══ Extracted information ══
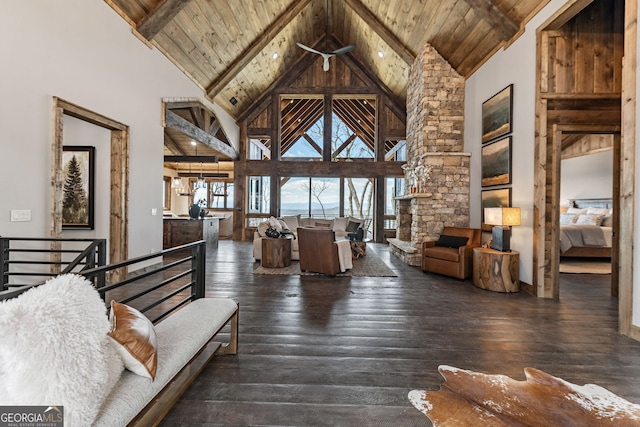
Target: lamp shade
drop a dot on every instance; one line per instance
(502, 216)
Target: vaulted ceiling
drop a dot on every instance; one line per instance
(235, 51)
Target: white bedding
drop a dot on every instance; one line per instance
(584, 236)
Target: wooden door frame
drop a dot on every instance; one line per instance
(118, 217)
(544, 284)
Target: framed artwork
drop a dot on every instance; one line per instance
(497, 115)
(497, 198)
(496, 162)
(78, 187)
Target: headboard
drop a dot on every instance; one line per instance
(591, 203)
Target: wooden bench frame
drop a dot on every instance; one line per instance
(153, 413)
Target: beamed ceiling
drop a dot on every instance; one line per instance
(236, 51)
(227, 47)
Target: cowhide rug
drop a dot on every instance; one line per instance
(468, 398)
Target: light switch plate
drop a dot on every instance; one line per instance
(20, 215)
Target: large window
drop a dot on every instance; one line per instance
(310, 197)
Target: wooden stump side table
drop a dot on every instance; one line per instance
(496, 271)
(276, 253)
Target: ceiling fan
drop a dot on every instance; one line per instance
(328, 55)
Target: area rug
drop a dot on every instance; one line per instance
(586, 266)
(367, 266)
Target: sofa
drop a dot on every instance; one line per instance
═══
Exercise aim:
Repeat every one of the lines above word for word, leaving out the picture.

The result:
Target: lamp shade
drop a dot on every instance; one line per instance
(502, 216)
Target: vaulted ceiling
drop a dot on every instance; one line per instance
(235, 51)
Target: white bedding
drop a dot on every instance; one line per instance
(584, 236)
Target: wooden door frame
drop a dot on every instance; one line per instance
(118, 217)
(544, 284)
Target: framed artwork
drop a dot on every instance; one line per instance
(497, 115)
(497, 198)
(496, 162)
(78, 187)
Target: headboard
drop a dot on every instance; one line per instance
(591, 203)
Target: wooden bench frame
drop a dot on every instance; one line per instance
(153, 413)
Target: beamed ceiling
drop a dot on every instance; one line per instance
(236, 51)
(227, 47)
Target: cowhide rug
drop a dot on every instance; one line per instance
(468, 398)
Target: light switch plate
drop a dot on every instance; one line per instance
(20, 215)
Target: large window
drop a dot on every instance; one line per instance
(310, 197)
Target: wooden stump side table
drop a dot on every instance; one line per instance
(496, 271)
(276, 253)
Target: ceiling fan
drop a dot on every instance; one line per instance
(328, 55)
Target: area rug
drop a dot on every instance; one line per instance
(586, 266)
(367, 266)
Target: sofa
drop a dot on every instance; one line per instance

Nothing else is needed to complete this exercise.